# REQUIREMENT 1
List every item that the passage on TB and infection control in dental care says dental infection-control policies should include.
# REQUIREMENT 2
Retype the stretch of the passage on TB and infection control in dental care from "The CDC recommends" through "may differ [32].".

Prompt response is necessary whenever an occupational exposure occurs. If possible, the patient should be interviewed to determine if any risk factors or bloodborne pathogens not previously disclosed are present. The patient may be tested along with the employee, if he or she agrees, in order to obtain the most information possible. Testing and postexposure prophylaxis may be conducted at an occupational injury clinic. All events leading up to and after the exposure should be documented in a written report [27].

California has one of the highest incidence rates of TB in the country, primarily because of its large population of persons born outside of the United States [31]. In 2023, the TB infection rate in California was 13 times higher among non-U.S.-born individuals than among those born in the United States. The rates of TB among Asian and Black individuals born outside the United States were 43 and 28 times higher, respectively, than that of U.S.-born White persons [31].

To prevent the transmission of Mycobacterium tuberculosis in dental care settings, infection-control policies should be developed based on the community TB risk assessment and reviewed annually. The policies should include appropriate screening for latent or active TB disease in dental care providers, education about the risk for TB transmission, and provisions for detection and management of patients who have suspected or confirmed TB disease.

The CDC recommends that all dental care providers be screened for TB upon hire, using either a tuberculin skin test or blood test [10]. The California Department of Public Health recommends an initial skin or blood test; positive reactions or results should be followed up by chest x-ray. Annual testing thereafter is recommended for dental personnel, although local and/or employer policies and methods of testing (e.g., questionnaire or skin or blood test) may differ [32].

# THE DATA

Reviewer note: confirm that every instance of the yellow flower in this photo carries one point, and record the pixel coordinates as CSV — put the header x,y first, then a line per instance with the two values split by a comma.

# EXERCISE OUTPUT 1
- Appropriate screening for latent or active TB disease in dental care providers
- Education about the risk for TB transmission
- Provisions for detection and management of patients who have suspected or confirmed TB disease

# EXERCISE OUTPUT 2
The CDC recommends that all dental care providers be screened for TB upon hire, using either a tuberculin skin test or blood test [10]. The California Department of Public Health recommends an initial skin or blood test; positive reactions or results should be followed up by chest x-ray. Annual testing thereafter is recommended for dental personnel, although local and/or employer policies and methods of testing (e.g., questionnaire or skin or blood test) may differ [32].